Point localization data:
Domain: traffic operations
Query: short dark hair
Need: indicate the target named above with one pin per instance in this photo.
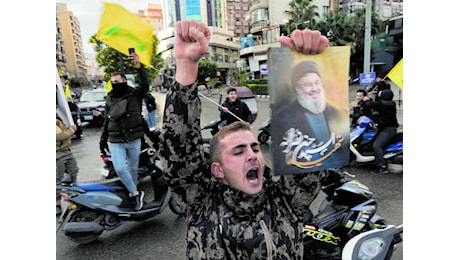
(230, 89)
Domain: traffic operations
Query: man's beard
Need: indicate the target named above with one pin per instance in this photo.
(313, 107)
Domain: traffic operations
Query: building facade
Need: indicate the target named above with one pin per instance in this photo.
(71, 41)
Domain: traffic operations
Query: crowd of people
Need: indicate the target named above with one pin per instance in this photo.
(233, 208)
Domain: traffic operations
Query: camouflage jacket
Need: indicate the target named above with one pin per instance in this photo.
(224, 223)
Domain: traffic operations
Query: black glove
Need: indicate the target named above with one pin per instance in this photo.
(103, 146)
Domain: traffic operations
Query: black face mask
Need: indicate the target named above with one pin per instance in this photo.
(118, 89)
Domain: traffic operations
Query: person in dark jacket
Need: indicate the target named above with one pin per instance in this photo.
(234, 209)
(387, 126)
(123, 128)
(379, 85)
(234, 105)
(357, 110)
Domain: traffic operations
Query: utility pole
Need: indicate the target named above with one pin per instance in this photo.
(367, 37)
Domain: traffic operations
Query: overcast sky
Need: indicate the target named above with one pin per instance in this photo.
(89, 13)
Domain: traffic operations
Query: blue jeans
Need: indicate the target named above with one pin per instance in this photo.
(152, 118)
(125, 158)
(382, 138)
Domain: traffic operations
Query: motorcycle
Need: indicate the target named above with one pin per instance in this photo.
(347, 211)
(100, 205)
(265, 131)
(375, 244)
(103, 205)
(361, 139)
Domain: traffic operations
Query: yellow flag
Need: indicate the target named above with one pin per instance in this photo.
(121, 30)
(68, 93)
(396, 74)
(108, 87)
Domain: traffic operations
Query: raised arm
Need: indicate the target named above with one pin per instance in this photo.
(181, 150)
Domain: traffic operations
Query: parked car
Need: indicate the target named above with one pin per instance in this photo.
(89, 101)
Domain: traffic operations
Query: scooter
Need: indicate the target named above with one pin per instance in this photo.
(103, 205)
(265, 131)
(348, 210)
(361, 139)
(377, 244)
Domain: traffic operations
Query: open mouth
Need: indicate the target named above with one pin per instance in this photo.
(253, 175)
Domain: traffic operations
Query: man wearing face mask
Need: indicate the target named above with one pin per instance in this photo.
(123, 128)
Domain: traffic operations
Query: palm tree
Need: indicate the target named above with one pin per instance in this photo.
(302, 14)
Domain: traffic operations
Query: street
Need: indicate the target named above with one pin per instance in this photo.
(163, 237)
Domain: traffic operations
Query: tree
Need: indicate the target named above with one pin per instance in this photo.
(339, 29)
(112, 60)
(302, 14)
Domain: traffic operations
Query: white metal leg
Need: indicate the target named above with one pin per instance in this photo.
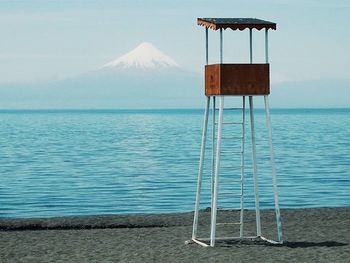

YOUR ASSIGNMENT | Please copy the data above exactly; the pictures do not belong in the copy.

SOLUTION |
Domain: traffic operations
Query: short dark hair
Need: indicate the target named above with one pin per instance in this photo.
(230, 89)
Domain: traffic operations
Query: man's beard
Need: indicate the target named above with one pin per instance in this photo.
(313, 107)
Domain: traffic operations
Query: building facade
Need: indicate the target named above with one pin per instance in this photo.
(71, 41)
Domain: traffic operations
Query: crowd of people
Need: indicate the target named above with one pin per instance in this photo.
(233, 208)
Domain: traffic operations
Query: camouflage jacket
Need: indicate the target named above with one pin per instance in this photo.
(224, 223)
Domain: traffic operations
Query: black glove
Need: indicate the target named above with one pin per instance in this photo.
(103, 146)
Domain: traffic operations
Query: black face mask
Need: indicate the target named above with one pin per instance in this photo.
(118, 89)
Domain: traffic operations
Query: person in dark jacket
Need: indicate the target named above with one pin per instance in this photo.
(234, 209)
(387, 126)
(123, 128)
(379, 85)
(234, 105)
(357, 110)
Domain: traffic operations
Query: utility pole
Need: indicate the target named above with one pin per instance in this photo.
(367, 37)
Domain: traffic operations
Query: overcast sky
Need: indicate the target named above with one pin per instance in this photo.
(89, 13)
Domain: traffic operations
Query: blue jeans
Need: indicate the target named above with one pin per instance in this photo.
(152, 118)
(125, 158)
(382, 138)
Domain: traffic operations
Query: motorcycle
Need: indicate the target named above with one pin per instance in this photo.
(347, 211)
(100, 205)
(265, 131)
(375, 244)
(103, 205)
(361, 139)
Domain: traffic operations
Query: yellow flag
Need: indicate the target named above with one pin per instance in this photo.
(121, 30)
(68, 93)
(396, 74)
(108, 87)
Domain: traffic operations
Query: raised arm
Need: indicate the target named above with one pin per instance in this photo.
(181, 150)
Domain: traffic operations
Query: parked car
Need: indicate the target named above with one pin per instance in this photo.
(89, 101)
Domain: traffic operations
Query: scooter
Need: indicate the target named above with one pin per instance in this photo.
(103, 205)
(265, 131)
(348, 210)
(361, 139)
(377, 244)
Domain: traffic operations
Query: open mouth
Need: indicate the target named above with one pin per instance in this photo.
(253, 175)
Domain: traffic operations
Query: man wearing face mask
Need: indicate the target named above with one pin per instance in this photo.
(123, 128)
Domain: traffic operations
Query: palm tree
Need: indicate the target named above with one pin per instance in this photo.
(302, 14)
Domain: traffic operations
Query: street
Need: indicate the target named above with one pin per instance in this photo.
(163, 237)
Domain: traffic operations
Query: tree
Need: indicate the target named above with one pin per instance in this photo.
(339, 29)
(112, 60)
(302, 14)
Domain: traffic operations
Query: white metal leg
Need: indicate the target named above with one pin per instance in this photo.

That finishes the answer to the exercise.